_Task objective:_ Write out only the lines running from the one that contains "Target: overcast sky" to the end of the material, both ends included.

Point placement records

-- start --

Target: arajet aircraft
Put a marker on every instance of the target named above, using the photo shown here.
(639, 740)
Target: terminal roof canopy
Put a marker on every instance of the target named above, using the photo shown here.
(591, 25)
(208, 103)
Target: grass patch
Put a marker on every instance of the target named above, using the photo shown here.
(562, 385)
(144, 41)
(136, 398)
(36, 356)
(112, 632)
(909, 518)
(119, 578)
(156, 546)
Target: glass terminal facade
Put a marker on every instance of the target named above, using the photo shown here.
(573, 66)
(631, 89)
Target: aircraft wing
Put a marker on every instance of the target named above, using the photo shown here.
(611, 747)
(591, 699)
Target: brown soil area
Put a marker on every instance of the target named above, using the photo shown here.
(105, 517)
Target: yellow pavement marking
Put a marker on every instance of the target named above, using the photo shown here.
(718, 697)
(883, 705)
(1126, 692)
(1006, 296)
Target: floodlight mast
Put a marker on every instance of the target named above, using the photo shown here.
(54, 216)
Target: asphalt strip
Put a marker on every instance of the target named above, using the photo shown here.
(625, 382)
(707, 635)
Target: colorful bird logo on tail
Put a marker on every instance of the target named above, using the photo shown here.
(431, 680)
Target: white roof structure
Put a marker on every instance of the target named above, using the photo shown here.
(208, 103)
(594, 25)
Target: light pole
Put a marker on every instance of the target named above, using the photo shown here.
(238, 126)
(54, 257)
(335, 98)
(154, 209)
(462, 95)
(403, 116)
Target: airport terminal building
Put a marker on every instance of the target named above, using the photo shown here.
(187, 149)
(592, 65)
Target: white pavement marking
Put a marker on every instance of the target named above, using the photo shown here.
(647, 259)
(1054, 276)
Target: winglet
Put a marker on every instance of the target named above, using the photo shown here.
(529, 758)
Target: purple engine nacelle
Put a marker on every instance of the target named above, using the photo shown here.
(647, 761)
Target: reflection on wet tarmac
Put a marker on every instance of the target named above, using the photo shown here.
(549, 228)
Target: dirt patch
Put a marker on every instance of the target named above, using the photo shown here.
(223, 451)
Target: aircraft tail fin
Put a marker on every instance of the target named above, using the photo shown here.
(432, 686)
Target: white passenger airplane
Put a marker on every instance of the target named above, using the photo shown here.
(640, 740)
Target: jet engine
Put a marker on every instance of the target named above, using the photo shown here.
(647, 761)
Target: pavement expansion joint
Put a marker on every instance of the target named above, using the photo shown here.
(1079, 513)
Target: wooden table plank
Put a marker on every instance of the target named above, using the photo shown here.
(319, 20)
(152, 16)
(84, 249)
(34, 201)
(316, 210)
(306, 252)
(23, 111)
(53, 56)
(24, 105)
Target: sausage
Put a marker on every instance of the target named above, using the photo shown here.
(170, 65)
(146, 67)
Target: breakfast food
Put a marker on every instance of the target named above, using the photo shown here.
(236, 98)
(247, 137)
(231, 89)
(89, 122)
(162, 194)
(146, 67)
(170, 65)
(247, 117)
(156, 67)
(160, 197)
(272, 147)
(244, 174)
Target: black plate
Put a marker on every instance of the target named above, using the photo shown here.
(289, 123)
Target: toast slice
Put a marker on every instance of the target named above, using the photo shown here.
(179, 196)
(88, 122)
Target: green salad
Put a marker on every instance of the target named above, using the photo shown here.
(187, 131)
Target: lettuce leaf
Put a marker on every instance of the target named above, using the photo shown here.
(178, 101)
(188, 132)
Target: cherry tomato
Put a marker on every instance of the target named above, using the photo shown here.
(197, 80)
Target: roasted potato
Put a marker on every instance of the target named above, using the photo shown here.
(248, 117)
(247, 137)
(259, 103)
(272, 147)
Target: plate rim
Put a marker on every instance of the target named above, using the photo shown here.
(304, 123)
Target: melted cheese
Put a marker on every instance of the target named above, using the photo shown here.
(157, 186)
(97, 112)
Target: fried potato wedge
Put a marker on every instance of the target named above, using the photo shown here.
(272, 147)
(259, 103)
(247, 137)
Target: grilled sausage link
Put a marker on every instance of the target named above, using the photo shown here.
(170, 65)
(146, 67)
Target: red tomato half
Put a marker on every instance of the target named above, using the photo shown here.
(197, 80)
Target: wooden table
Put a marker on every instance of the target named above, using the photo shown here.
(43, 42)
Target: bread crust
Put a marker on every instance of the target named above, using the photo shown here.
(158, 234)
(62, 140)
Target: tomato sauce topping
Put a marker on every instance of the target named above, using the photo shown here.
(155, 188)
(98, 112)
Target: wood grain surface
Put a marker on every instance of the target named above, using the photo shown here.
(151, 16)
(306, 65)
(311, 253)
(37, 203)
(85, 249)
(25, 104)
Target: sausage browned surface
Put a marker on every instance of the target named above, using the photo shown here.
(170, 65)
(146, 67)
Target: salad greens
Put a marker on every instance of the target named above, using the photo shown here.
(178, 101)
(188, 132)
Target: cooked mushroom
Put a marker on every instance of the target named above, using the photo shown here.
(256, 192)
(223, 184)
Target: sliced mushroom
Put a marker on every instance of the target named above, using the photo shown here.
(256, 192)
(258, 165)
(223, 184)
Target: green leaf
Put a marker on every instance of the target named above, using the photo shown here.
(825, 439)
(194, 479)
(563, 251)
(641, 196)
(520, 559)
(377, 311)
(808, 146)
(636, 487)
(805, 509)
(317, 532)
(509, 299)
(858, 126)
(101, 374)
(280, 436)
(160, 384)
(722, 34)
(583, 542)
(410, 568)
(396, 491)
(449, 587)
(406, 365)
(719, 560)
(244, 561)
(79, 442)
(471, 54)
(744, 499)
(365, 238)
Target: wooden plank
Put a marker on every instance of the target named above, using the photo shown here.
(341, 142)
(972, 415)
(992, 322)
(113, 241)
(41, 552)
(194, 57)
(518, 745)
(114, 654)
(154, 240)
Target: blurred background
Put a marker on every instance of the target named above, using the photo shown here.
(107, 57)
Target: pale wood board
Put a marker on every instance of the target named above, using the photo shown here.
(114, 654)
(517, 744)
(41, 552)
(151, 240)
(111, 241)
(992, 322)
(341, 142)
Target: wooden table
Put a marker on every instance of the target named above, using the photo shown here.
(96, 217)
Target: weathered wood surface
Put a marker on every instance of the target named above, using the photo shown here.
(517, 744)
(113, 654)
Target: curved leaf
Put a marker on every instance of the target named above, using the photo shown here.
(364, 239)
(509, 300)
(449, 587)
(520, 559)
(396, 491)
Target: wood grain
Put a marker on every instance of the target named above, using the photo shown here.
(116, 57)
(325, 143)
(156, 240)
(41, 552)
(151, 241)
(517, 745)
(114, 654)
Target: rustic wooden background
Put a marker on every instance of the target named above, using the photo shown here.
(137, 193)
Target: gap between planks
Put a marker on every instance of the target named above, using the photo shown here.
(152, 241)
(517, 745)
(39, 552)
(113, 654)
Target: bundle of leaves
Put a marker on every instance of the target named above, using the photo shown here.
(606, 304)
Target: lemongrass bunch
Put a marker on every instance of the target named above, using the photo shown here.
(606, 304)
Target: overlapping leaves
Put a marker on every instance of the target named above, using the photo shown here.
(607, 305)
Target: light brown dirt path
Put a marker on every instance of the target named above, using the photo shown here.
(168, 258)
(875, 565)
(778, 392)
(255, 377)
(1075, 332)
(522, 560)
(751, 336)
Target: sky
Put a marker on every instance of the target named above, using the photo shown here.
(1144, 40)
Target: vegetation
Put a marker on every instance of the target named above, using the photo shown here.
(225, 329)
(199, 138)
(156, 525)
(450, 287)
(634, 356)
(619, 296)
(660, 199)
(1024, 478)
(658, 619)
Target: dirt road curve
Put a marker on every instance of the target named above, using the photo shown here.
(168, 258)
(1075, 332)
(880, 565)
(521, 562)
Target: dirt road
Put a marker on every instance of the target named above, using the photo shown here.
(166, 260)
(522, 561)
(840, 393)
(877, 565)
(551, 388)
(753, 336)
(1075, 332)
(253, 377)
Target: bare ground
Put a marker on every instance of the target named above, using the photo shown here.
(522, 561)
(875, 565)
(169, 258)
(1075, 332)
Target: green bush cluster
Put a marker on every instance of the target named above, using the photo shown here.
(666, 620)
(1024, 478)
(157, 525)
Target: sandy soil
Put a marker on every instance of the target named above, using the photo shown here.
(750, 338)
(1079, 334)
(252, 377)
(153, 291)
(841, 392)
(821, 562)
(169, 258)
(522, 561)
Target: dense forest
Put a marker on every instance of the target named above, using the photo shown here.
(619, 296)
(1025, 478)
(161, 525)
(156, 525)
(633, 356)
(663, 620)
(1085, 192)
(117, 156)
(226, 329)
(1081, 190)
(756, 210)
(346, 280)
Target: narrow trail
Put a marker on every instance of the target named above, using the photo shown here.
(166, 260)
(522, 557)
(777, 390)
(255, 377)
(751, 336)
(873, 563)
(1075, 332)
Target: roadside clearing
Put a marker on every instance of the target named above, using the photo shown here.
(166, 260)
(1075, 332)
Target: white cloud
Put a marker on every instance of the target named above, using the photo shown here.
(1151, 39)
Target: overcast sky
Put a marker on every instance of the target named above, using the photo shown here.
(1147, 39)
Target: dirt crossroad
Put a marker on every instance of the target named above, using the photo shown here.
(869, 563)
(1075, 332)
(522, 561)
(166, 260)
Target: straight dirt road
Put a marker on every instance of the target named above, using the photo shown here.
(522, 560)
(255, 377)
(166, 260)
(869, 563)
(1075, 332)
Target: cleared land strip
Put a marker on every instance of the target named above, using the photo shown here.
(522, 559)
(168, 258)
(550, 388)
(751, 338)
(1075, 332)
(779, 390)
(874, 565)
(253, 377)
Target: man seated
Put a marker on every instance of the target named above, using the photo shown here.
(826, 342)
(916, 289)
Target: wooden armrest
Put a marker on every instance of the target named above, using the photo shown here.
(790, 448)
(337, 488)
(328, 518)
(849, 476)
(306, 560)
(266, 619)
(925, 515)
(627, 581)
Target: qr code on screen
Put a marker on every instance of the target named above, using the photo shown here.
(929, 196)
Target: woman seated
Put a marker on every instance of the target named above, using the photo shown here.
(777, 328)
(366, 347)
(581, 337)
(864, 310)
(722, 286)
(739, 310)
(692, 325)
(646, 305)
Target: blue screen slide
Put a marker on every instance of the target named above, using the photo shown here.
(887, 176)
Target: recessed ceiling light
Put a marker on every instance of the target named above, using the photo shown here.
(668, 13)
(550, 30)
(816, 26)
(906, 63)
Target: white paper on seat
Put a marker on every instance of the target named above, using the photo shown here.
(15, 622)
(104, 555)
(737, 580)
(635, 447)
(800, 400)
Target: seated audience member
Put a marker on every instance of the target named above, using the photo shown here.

-- end --

_Full answer:_
Target: overcast sky
Put a marker on every instance of the target named above, using the photo shown here.
(1147, 39)
Target: dirt crossroad
Put a marker on every instance of the target named above, using the photo shown here.
(869, 563)
(1075, 332)
(522, 561)
(166, 260)
Target: straight dirt road
Put a marker on every instance of the target named above, using the photo shown here.
(522, 560)
(255, 377)
(166, 260)
(869, 563)
(1075, 332)
Target: cleared land strip
Put a marker on every instance of the target named above, using the photo shown here.
(522, 559)
(168, 258)
(550, 388)
(751, 338)
(1075, 332)
(779, 390)
(874, 565)
(253, 377)
Target: man seated
Put a marker on every instance of the target named above, using the photo shown here.
(826, 342)
(916, 289)
Target: wooden armrest
Put a marker on every instance of the target named above, using the photo shown here.
(790, 448)
(337, 488)
(328, 518)
(849, 476)
(306, 560)
(266, 619)
(925, 515)
(627, 581)
Target: qr code on screen
Put a marker on every instance of the target named above, using the photo shown here.
(929, 196)
Target: woman seated
Put a marker on every instance of the target named above, using the photo shown here.
(777, 328)
(366, 347)
(581, 337)
(864, 310)
(722, 286)
(739, 310)
(692, 325)
(646, 305)
Target: blue screen slide
Put a marker on every instance of the target named above, using the photo shown here.
(887, 176)
Target: recessed ceiling light
Put a marker on every instance of the target named above, using the photo shown here.
(668, 13)
(550, 30)
(816, 26)
(906, 63)
Target: white paper on seat
Put a marker on every instance of the target named above, using the photo shown here.
(15, 622)
(104, 555)
(737, 580)
(635, 447)
(800, 400)
Target: seated audience member
Put a marker on every instance of the target named above, using the photo shown here.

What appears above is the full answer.